### ASSIGNMENT
Output every record exactly, and nothing more.

### DATA IN THIS EXERCISE

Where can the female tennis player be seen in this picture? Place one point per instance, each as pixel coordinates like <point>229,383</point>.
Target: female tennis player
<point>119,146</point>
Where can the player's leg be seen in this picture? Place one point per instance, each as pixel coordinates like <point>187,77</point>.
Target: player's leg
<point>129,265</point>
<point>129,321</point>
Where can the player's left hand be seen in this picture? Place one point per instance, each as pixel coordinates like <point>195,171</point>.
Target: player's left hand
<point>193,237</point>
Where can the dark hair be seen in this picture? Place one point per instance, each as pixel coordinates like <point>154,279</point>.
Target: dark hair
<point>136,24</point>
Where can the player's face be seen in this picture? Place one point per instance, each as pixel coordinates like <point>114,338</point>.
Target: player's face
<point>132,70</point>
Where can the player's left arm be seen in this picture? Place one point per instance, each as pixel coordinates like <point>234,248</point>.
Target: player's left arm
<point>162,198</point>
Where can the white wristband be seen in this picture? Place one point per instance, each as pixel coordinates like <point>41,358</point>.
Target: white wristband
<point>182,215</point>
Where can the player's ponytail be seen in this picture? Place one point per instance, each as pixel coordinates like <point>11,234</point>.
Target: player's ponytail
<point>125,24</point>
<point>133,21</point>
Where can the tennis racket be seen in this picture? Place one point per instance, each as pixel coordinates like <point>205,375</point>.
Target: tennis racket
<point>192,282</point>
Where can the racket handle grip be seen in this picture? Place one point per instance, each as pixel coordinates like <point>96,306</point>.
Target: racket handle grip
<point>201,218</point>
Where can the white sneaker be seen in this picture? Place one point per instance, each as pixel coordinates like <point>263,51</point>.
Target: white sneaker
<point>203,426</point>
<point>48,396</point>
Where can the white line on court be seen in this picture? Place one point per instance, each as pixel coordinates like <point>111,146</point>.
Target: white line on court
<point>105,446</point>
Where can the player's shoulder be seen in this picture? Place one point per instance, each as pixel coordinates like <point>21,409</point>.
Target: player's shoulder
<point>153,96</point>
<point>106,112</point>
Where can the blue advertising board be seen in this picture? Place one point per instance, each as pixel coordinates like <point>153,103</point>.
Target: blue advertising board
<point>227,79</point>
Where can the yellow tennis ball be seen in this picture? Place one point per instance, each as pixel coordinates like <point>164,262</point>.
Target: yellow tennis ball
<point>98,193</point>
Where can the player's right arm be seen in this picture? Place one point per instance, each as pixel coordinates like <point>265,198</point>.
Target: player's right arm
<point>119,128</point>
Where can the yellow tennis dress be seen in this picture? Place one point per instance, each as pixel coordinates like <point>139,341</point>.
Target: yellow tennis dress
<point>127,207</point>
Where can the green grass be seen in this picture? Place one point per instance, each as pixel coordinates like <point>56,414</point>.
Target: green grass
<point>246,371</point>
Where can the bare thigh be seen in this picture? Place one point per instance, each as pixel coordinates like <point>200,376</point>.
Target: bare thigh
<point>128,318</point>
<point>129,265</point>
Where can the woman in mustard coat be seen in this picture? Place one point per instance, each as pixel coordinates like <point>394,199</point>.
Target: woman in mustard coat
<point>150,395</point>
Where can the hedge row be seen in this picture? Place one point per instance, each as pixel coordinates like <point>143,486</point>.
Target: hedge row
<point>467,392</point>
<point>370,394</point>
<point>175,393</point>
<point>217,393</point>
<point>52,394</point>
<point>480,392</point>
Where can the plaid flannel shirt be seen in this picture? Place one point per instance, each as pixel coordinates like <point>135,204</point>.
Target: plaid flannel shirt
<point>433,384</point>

### ANSWER SPACE
Where can the female tennis player be seen in this picture? Place one point per instance, each as pixel coordinates like <point>229,383</point>.
Target: female tennis player
<point>119,146</point>
Where can the player's leg be seen in this picture? Place one point per instance, each as pixel coordinates like <point>187,77</point>.
Target: player's leg
<point>129,265</point>
<point>129,321</point>
Where can the player's left hand be seen in this picture? Place one point per instance, each as pixel coordinates like <point>195,171</point>.
Target: player's left hand
<point>193,237</point>
Where can the dark hair be seen in this picture? Place one point per instance, each as pixel coordinates like <point>154,279</point>.
Target: dark hair
<point>136,24</point>
Where can the player's face be seen in this picture? Place one point per instance, each as pixel coordinates like <point>114,338</point>.
Target: player's face
<point>132,70</point>
Where can the player's left arm be seen in this picture? Place one point per instance, each as pixel coordinates like <point>234,248</point>.
Target: player's left arm
<point>162,198</point>
Where can the white wristband be seen in this picture? Place one point per instance, each as pixel coordinates like <point>41,358</point>.
Target: white wristband
<point>182,215</point>
Where can the player's ponytail be seen in this picture? Place one point per instance, each as pixel coordinates like <point>11,234</point>.
Target: player's ponytail
<point>125,24</point>
<point>133,21</point>
Where can the tennis racket be seen in this picture? Place one point per instance, each as pixel coordinates like <point>205,375</point>.
Target: tennis racket
<point>192,282</point>
Where can the racket handle grip be seen in this picture? Place one point per instance, each as pixel coordinates like <point>96,306</point>.
Target: racket handle grip
<point>201,218</point>
Where can the white sneaker be seen in this picture? Place one point per instance, each as pixel coordinates like <point>263,51</point>.
Target: white sneaker
<point>203,426</point>
<point>48,396</point>
Where can the white line on court be seen in this picture? Place one point per instance, each as pixel coordinates like <point>111,146</point>.
Target: white line on court
<point>105,446</point>
Where can the player's shoulder be seen in this picture? Place one point per instance, each as pixel coordinates like <point>21,409</point>.
Target: player's shoulder
<point>153,96</point>
<point>106,112</point>
Where can the blue advertising board be seen in this picture? Place one point per instance, each as pixel coordinates like <point>153,103</point>.
Target: blue advertising board
<point>227,79</point>
Where can the yellow tennis ball be seen in this picture? Place one point per instance, each as pixel coordinates like <point>164,262</point>.
Target: yellow tennis ball
<point>98,193</point>
Where can the player's right arm be seen in this picture? Place one point per instance, each as pixel coordinates like <point>265,198</point>.
Target: player's right arm
<point>119,128</point>
Where can the yellow tennis dress be seen in this picture? Place one point per instance, each as pixel coordinates like <point>139,341</point>.
Target: yellow tennis dress
<point>127,207</point>
Where can the green grass be seen in this picture? Place one point per instance, each as pixel coordinates like <point>56,414</point>.
Target: green grass
<point>246,371</point>
Where can the bare thigh be seen in this picture? Place one point per instance, each as pixel coordinates like <point>200,376</point>.
Target: bare thigh
<point>128,318</point>
<point>129,265</point>
Where can the woman in mustard coat be seen in this picture? Place one point per instance, each as pixel coordinates like <point>394,199</point>.
Target: woman in mustard coat
<point>150,395</point>
Where can the hedge row be seen in this picture? Place one point per instance, each as pixel coordinates like <point>143,486</point>.
Target: hedge row
<point>467,392</point>
<point>370,394</point>
<point>175,393</point>
<point>217,393</point>
<point>52,394</point>
<point>480,392</point>
Where can the plaid flannel shirt be seen in this picture? Place one point per instance, each as pixel coordinates like <point>135,204</point>.
Target: plaid flannel shirt
<point>433,384</point>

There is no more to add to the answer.